Omit the images and output every line of the data below exactly.
Dataset content Block Start
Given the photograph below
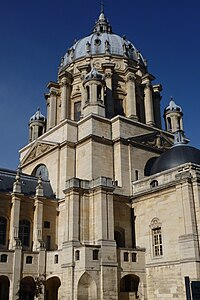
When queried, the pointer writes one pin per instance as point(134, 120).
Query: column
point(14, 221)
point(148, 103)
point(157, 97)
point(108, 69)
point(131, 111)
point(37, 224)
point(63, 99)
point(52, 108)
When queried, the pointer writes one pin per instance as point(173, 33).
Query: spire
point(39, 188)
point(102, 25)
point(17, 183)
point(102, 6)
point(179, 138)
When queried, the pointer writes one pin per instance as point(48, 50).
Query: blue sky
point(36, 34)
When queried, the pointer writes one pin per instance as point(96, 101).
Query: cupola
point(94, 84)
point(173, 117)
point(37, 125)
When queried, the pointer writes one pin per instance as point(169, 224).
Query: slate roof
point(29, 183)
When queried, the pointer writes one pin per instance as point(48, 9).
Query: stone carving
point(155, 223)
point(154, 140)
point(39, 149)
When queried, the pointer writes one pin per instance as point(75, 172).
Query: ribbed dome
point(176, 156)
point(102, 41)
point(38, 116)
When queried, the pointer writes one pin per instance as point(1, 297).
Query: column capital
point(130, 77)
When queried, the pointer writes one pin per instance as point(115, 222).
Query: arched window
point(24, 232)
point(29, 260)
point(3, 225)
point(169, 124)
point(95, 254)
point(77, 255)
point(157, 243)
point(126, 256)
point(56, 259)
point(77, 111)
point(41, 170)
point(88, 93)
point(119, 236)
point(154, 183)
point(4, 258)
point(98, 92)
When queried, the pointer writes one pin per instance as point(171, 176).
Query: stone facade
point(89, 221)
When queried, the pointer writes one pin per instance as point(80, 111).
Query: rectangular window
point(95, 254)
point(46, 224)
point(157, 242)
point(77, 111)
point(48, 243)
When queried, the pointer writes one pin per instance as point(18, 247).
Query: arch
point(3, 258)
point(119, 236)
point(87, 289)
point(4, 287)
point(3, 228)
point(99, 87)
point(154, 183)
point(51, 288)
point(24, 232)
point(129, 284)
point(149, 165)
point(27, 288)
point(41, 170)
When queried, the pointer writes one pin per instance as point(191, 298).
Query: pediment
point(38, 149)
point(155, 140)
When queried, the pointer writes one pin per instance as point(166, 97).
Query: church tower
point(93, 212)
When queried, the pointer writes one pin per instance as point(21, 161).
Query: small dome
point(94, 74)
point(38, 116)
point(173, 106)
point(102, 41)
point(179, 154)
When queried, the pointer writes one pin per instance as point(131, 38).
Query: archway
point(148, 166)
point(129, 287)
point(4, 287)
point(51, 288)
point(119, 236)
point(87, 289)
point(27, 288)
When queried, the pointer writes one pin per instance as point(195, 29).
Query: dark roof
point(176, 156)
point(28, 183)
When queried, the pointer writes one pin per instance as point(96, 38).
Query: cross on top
Dataset content Block End
__Answer space__
Given the photograph below
When queried, the pointer writes one pin per instance as point(134, 120).
Query: column
point(14, 221)
point(148, 103)
point(157, 97)
point(108, 69)
point(131, 111)
point(37, 224)
point(63, 99)
point(52, 108)
When queried, the pointer writes one pin per instance as point(173, 33).
Query: spire
point(39, 188)
point(102, 25)
point(17, 183)
point(102, 6)
point(179, 138)
When queried, the pointer writes one pin per instance as point(48, 50).
Query: blue sky
point(36, 34)
When queried, the pointer writes one pin per instance as point(96, 101).
Query: cupola
point(94, 84)
point(173, 117)
point(37, 125)
When queried, the pointer writes one pin per instance as point(169, 224).
Query: slate roof
point(29, 183)
When queried, the pointer writes one pin per instance as point(48, 9).
Query: stone carving
point(155, 223)
point(154, 140)
point(39, 149)
When queried, the pointer writes one pin per instance as point(75, 172).
Query: ribbed dome
point(176, 156)
point(102, 41)
point(38, 116)
When queried, the pointer writes one pin per instance as point(1, 297).
Query: column capital
point(130, 77)
When queried, the pointer writes one pin per instance as point(115, 222).
Query: arched window
point(24, 232)
point(29, 260)
point(3, 225)
point(169, 124)
point(95, 254)
point(77, 255)
point(157, 243)
point(126, 256)
point(56, 259)
point(77, 111)
point(41, 170)
point(88, 93)
point(119, 236)
point(154, 183)
point(4, 258)
point(98, 92)
When queried, the pointer writes one pin per instance as point(171, 176).
Query: stone facade
point(89, 221)
When queried, the pointer writes one pin per instance as point(80, 111).
Query: rectangular window
point(95, 254)
point(46, 224)
point(157, 242)
point(77, 111)
point(48, 243)
When queried, the pointer writes one pin per instance as point(18, 247).
Query: arch
point(3, 258)
point(119, 236)
point(87, 289)
point(4, 287)
point(3, 228)
point(99, 87)
point(154, 183)
point(51, 288)
point(24, 232)
point(129, 284)
point(149, 165)
point(27, 288)
point(41, 170)
When queried, the pointer writes one pin per instance as point(191, 298).
Query: pediment
point(38, 149)
point(155, 140)
When queried, the pointer writes one pin per instance as point(166, 97).
Query: church tower
point(93, 212)
When queried, the pointer writes one pin per instance as point(21, 161).
Query: small dome
point(94, 74)
point(38, 116)
point(173, 106)
point(102, 41)
point(179, 154)
When queried, the pointer writes one pin per instance as point(131, 38).
Query: archway
point(148, 166)
point(129, 287)
point(4, 287)
point(51, 288)
point(119, 236)
point(87, 289)
point(27, 288)
When queried, the pointer writes one pin per instance as point(195, 29).
Query: dark roof
point(176, 156)
point(28, 183)
When queried, the pointer writes one pin per instance as point(96, 38).
Query: cross on top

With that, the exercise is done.